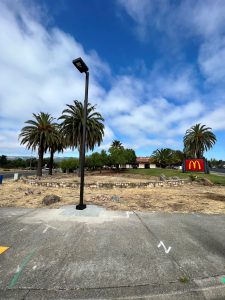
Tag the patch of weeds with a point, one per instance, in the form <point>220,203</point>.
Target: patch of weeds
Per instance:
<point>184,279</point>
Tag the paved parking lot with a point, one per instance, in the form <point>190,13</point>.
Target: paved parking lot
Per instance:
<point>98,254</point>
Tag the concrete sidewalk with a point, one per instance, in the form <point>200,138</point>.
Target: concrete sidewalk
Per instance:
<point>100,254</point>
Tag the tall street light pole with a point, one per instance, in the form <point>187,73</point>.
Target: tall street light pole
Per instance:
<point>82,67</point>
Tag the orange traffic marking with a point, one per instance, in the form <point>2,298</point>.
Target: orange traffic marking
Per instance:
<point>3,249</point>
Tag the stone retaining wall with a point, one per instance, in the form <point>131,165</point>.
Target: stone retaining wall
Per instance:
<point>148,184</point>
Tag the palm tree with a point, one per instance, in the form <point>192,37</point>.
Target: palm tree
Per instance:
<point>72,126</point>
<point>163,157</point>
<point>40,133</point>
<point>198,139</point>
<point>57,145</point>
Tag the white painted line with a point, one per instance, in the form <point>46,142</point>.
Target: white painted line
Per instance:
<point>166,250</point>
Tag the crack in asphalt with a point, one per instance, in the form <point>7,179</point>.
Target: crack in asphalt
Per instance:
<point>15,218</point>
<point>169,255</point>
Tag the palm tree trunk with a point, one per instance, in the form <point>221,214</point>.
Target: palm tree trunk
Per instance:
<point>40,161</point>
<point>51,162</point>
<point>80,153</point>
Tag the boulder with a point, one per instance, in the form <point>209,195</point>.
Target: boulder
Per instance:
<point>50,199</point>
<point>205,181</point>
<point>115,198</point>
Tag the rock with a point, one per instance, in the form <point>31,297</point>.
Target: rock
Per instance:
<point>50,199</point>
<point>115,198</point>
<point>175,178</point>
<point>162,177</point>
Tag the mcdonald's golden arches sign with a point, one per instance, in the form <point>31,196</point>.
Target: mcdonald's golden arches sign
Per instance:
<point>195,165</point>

--

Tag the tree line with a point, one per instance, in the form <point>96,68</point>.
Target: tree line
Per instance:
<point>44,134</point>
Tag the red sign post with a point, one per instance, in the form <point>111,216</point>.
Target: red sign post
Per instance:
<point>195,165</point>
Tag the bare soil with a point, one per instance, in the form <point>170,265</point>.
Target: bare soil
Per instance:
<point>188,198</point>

--

Goal: Copy the rows above word for word, beginning with the line containing "Tag the palm tree with" and continuing through the line containing "<point>162,177</point>", including both of those lines.

Task output:
Tag the palm tree with a point, one per instance, in the form <point>192,37</point>.
Target: palm tree
Per instance:
<point>72,126</point>
<point>163,157</point>
<point>40,133</point>
<point>198,139</point>
<point>57,145</point>
Tag the white painted line with a point, one per instance, in the form <point>46,142</point>.
Target: white painted line
Per instance:
<point>166,250</point>
Tag the crack in asphalt with a point, one per instance, in the form <point>7,179</point>.
Target: crack in asphalt
Per instance:
<point>15,218</point>
<point>169,255</point>
Tag the palm tree trunk with a point, one per instance, in the form <point>221,214</point>.
Target: palm tree trunk
Per instance:
<point>40,161</point>
<point>51,162</point>
<point>80,153</point>
Tag the boulder with a point, one per instance, in the form <point>209,195</point>.
Target: boulder
Per instance:
<point>50,199</point>
<point>205,181</point>
<point>115,198</point>
Tag the rock with a point, one per instance, in the form <point>31,297</point>.
Target: rock
Per instance:
<point>50,199</point>
<point>115,198</point>
<point>175,178</point>
<point>162,177</point>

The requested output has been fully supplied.